Given problem.
Will you output the entries below exactly, skipping every image they contain?

Data.
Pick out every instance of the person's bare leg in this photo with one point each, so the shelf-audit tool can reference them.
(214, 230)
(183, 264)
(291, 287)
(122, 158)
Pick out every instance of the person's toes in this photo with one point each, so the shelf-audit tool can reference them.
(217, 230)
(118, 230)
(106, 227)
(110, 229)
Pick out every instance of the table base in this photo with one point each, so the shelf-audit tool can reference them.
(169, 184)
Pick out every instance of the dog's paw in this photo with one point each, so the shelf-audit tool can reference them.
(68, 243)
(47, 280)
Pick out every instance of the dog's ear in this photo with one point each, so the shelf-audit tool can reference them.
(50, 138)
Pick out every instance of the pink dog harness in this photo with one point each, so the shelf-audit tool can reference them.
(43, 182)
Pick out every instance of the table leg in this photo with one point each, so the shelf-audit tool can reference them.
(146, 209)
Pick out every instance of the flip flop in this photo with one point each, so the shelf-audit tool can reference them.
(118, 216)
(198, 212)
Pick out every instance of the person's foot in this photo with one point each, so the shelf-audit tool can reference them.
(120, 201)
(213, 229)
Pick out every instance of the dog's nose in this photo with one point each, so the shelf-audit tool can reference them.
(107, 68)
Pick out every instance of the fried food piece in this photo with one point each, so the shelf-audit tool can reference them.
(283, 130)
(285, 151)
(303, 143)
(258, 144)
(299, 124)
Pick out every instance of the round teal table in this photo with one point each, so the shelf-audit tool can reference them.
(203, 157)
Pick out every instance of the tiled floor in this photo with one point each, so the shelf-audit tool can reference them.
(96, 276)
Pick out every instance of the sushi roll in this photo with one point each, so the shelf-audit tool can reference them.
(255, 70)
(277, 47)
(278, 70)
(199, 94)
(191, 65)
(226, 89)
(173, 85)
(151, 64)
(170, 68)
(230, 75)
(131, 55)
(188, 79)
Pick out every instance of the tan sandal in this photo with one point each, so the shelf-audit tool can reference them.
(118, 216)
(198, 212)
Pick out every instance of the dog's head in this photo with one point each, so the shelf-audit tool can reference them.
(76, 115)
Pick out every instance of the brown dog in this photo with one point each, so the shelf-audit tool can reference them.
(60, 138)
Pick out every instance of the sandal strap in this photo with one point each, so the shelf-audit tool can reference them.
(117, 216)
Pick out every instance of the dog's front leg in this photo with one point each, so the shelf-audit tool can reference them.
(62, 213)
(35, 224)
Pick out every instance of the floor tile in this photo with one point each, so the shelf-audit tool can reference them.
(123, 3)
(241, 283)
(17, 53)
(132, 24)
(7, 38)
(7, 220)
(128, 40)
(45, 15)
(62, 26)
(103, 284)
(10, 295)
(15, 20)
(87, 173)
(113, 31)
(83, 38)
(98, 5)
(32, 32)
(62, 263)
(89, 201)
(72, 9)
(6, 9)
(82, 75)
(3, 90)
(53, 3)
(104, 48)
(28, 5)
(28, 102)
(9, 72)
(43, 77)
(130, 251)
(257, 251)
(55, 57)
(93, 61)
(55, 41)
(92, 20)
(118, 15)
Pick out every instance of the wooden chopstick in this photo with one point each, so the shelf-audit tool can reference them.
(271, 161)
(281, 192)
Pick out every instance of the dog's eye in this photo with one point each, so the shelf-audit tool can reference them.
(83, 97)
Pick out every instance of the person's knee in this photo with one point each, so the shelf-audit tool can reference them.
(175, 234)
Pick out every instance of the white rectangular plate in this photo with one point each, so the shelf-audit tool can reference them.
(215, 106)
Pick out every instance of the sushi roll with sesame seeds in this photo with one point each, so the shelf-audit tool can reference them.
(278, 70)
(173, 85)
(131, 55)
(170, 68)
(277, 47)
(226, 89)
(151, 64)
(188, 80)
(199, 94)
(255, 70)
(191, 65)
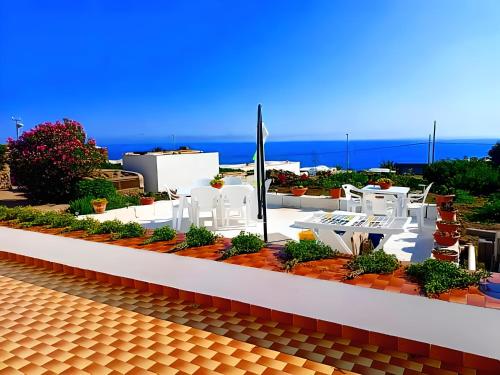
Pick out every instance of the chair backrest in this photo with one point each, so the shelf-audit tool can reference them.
(236, 196)
(172, 194)
(232, 180)
(267, 183)
(202, 182)
(205, 197)
(351, 191)
(426, 192)
(379, 204)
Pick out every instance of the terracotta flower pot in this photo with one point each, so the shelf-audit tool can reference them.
(447, 227)
(446, 239)
(336, 193)
(147, 201)
(440, 199)
(448, 215)
(298, 192)
(445, 254)
(99, 207)
(384, 185)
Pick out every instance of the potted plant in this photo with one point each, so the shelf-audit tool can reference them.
(447, 226)
(448, 255)
(217, 182)
(446, 239)
(147, 199)
(447, 211)
(440, 199)
(298, 191)
(334, 187)
(384, 183)
(99, 205)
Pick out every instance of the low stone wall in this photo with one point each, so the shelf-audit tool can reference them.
(5, 183)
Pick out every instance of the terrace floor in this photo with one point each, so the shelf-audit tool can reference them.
(411, 246)
(52, 322)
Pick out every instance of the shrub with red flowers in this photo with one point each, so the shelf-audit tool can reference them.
(51, 158)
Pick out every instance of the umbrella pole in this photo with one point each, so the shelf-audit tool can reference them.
(257, 164)
(262, 185)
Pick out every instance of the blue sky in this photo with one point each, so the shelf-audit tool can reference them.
(142, 70)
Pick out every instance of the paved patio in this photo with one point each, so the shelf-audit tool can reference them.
(51, 322)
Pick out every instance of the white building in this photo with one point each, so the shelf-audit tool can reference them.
(173, 169)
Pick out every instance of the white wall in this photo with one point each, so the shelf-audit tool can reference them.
(452, 325)
(172, 170)
(145, 165)
(183, 169)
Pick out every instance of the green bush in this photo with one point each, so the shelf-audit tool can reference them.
(436, 276)
(307, 250)
(244, 243)
(96, 188)
(374, 262)
(164, 233)
(121, 201)
(197, 236)
(129, 230)
(87, 224)
(107, 227)
(489, 213)
(462, 196)
(475, 176)
(81, 206)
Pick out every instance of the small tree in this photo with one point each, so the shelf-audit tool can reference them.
(51, 158)
(494, 153)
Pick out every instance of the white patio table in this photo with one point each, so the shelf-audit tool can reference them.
(401, 192)
(326, 225)
(184, 193)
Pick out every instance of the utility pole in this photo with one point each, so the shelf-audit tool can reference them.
(434, 143)
(429, 151)
(347, 150)
(19, 125)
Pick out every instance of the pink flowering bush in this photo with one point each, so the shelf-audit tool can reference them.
(51, 158)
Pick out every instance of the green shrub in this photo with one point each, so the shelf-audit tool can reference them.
(374, 262)
(107, 227)
(96, 188)
(164, 233)
(50, 159)
(87, 224)
(436, 276)
(197, 236)
(489, 213)
(244, 243)
(129, 230)
(307, 250)
(81, 206)
(462, 196)
(121, 201)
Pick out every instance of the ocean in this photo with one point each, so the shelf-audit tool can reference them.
(362, 153)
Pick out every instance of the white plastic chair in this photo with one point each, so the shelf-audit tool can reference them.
(204, 199)
(236, 198)
(232, 180)
(353, 196)
(380, 204)
(417, 202)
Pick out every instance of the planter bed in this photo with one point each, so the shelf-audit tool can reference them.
(344, 303)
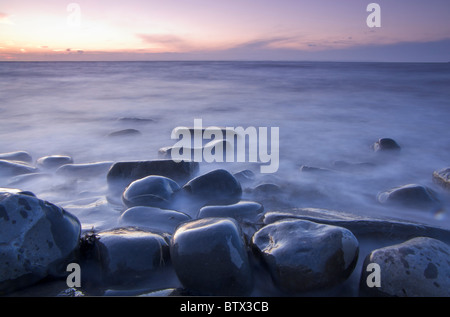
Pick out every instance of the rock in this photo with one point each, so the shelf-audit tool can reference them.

Result.
Pick out every instance of the person's bare leg in this photo with one point each, so the shelf-audit tool can reference them.
(214, 230)
(183, 264)
(291, 287)
(122, 158)
Pick out every instance of the person's toes in this photo with one point each, so the shelf-audit tool can reference them.
(217, 230)
(118, 230)
(106, 227)
(110, 229)
Pick out every instance of the table base in this photo with one point each, so the shelf-audit tool can reference them.
(169, 184)
Pick out every instance of the dog's paw in this photo with one point each, so the shelf-audit tool can reference them.
(68, 243)
(47, 280)
Pick out every instance of the dog's ear in this photo with one point each, so the shelf-audit tool can reference them.
(50, 138)
Pick out every instance of the pink dog harness in this photo with one point each, so the shelf-audit tool can reference them.
(43, 182)
Pick out every instance of the table leg in this photo with one point each, so the shelf-audit tool can reference them.
(146, 209)
Pick out every instance of the flip flop in this photo with one point each, so the shelf-audit tool can reference them.
(118, 216)
(198, 212)
Pick out every instance of the person's foot in this photo with one point each, so the shelf-audit tool can reference them.
(120, 201)
(213, 229)
Pick out every instance of the dog's nose in this photo with one point each, so the shelf-audit tool can reference them.
(107, 68)
Pick out every instance of the fried food piece in this photo with one point each, so the shelf-audit tool can reference them.
(283, 130)
(285, 151)
(303, 143)
(258, 144)
(299, 124)
Pick out every instance of the round teal table in this photo with one point each, so the shelf-audit tool can reference them.
(203, 157)
Pick out every instance of the tiled floor in this photo with one point each, so the shelf-audit tool can reference them.
(96, 276)
Pick out every instance of the sushi roll in this photo with one point each, so the shelf-audit tool can reference them.
(255, 70)
(277, 47)
(278, 70)
(199, 94)
(191, 65)
(226, 89)
(173, 85)
(151, 64)
(170, 68)
(230, 75)
(131, 55)
(188, 79)
Pick out every instance of the tan sandal in this photo with one point each, so the shelf-audit tool can reference them.
(118, 216)
(198, 212)
Pick out every instance of the dog's head in this photo with one point each, so the shelf-audit tool can reference them.
(76, 115)
Pick out every instance of the brown dog in this photo with one point each, so the shelf-audit tool can reference them.
(60, 138)
Pick out every instance of the sandal strap in this photo with one point each, so the shelf-audit tool can reference them.
(117, 216)
Pick out every instance of the dog's front leg in this photo with one point each, so the shelf-audit tool can reference them.
(62, 213)
(35, 224)
Pick out every instance of the floor tile in this photo with one point each, so the shelf-audit tool can reference them.
(123, 3)
(241, 283)
(17, 53)
(132, 24)
(7, 38)
(7, 220)
(128, 40)
(45, 15)
(62, 26)
(103, 284)
(10, 295)
(15, 20)
(87, 173)
(113, 31)
(83, 38)
(98, 5)
(32, 32)
(62, 263)
(89, 201)
(72, 9)
(6, 9)
(82, 75)
(3, 90)
(53, 3)
(104, 48)
(28, 5)
(28, 102)
(9, 72)
(43, 77)
(130, 251)
(257, 251)
(55, 57)
(93, 61)
(55, 41)
(92, 20)
(118, 15)
Pick out every instance of the wooden chopstick in this photo with one point each, so the shelf-audit tool can reference them.
(271, 161)
(281, 192)
Pick out every instance of the dog's eye in this photo with one point each, so the shelf-audit tool can reference them.
(83, 97)
Pick out every instance of the person's knee in this photo with one point each, so the shelf-audit tool can reference them.
(175, 234)
Pick out every instance of the white rectangular plate in this photo with one point each, so the shelf-audit tool can reference them.
(215, 106)
Pick out every instance of the sushi roll with sesame seeds in this photo with one point each, so the shelf-audit tool can reference them.
(278, 70)
(173, 85)
(131, 55)
(170, 68)
(277, 47)
(226, 89)
(151, 64)
(188, 80)
(199, 94)
(255, 70)
(191, 65)
Pick out every instance of the chair backrest in this photo with one point each, so the shelf-audit tool can reference them.
(236, 196)
(172, 194)
(232, 180)
(267, 183)
(202, 182)
(205, 197)
(351, 191)
(426, 192)
(379, 204)
Pick out every instance of the terracotta flower pot in this photo with one point each, so the shelf-audit tool can reference them.
(447, 227)
(446, 239)
(336, 193)
(147, 201)
(440, 199)
(448, 215)
(298, 192)
(445, 254)
(99, 207)
(384, 185)
Pick out every instance of the potted plant in this photo with one point each, so the shelf-audit tool can reference them.
(447, 226)
(448, 255)
(217, 182)
(446, 239)
(147, 199)
(447, 211)
(440, 199)
(298, 191)
(334, 187)
(384, 183)
(99, 205)
Pick out every instance of the low stone wall in this photo with one point each, so the shelf-audit tool can reference them.
(5, 183)
Pick out every instance of the terrace floor in this photo with one point each, so the shelf-audit tool can reference them.
(411, 246)
(52, 322)
Pick out every instance of the shrub with red flowers in this photo with one point each, so the shelf-audit tool can reference them.
(51, 158)
Pick out every instance of the umbrella pole in this photo with one point each, so the shelf-audit tool can reference them.
(257, 164)
(262, 185)
Pick out every instance of the blue sky in this photo with one point each, so the shelf-audit tool can reference them.
(142, 70)
Pick out every instance of the paved patio in this photo with one point each, so the shelf-audit tool can reference them.
(51, 322)
Pick out every instance of the white building in this photo with one point each, so the shelf-audit tool can reference them.
(173, 169)
Pick out every instance of the white wall in this photo with one point each, so the shelf-audit tool can reference them.
(452, 325)
(172, 170)
(145, 165)
(183, 169)
Pick out every instance of the green bush in this photo with one point each, so the shelf-audit tool can reference them.
(436, 276)
(307, 250)
(244, 243)
(96, 188)
(374, 262)
(164, 233)
(121, 201)
(197, 236)
(129, 230)
(87, 224)
(107, 227)
(489, 213)
(462, 196)
(475, 176)
(81, 206)
Pick out every instance of the small tree in this photo with one point each, so the shelf-audit tool can reference them.
(51, 158)
(494, 153)
Pick out every instance of the white patio table in this photo with one point each, so the shelf-audit tool can reference them.
(401, 192)
(326, 225)
(184, 193)
Pick out every instance of the utility pole in this photo with one point each, so the shelf-audit tool can reference them.
(434, 143)
(429, 151)
(347, 150)
(19, 125)
Pick out every instance of the pink flowering bush in this photo with one point each, so the shelf-audit tool can reference them.
(51, 158)
Pick out every instance of the green shrub in this photo with one point each, so the shelf-audit tool can reference them.
(374, 262)
(107, 227)
(96, 188)
(164, 233)
(50, 159)
(87, 224)
(436, 276)
(197, 236)
(489, 213)
(244, 243)
(129, 230)
(307, 250)
(81, 206)
(462, 196)
(121, 201)
Pick out every instance of the ocean in this photo with one point each, so the shelf-audit tool can reference them.
(362, 153)
Pick out every instance of the white plastic chair in this photo with one point each, so the shelf-audit tool can reference them.
(204, 199)
(236, 198)
(232, 180)
(353, 196)
(380, 204)
(417, 202)
Pick out every instance of the planter bed in this photo with one point each, so the shelf-audit tool can reference them.
(344, 303)
Pick out every instance of the rock in this photo with one point each, so the shelf-audit tool can reference them.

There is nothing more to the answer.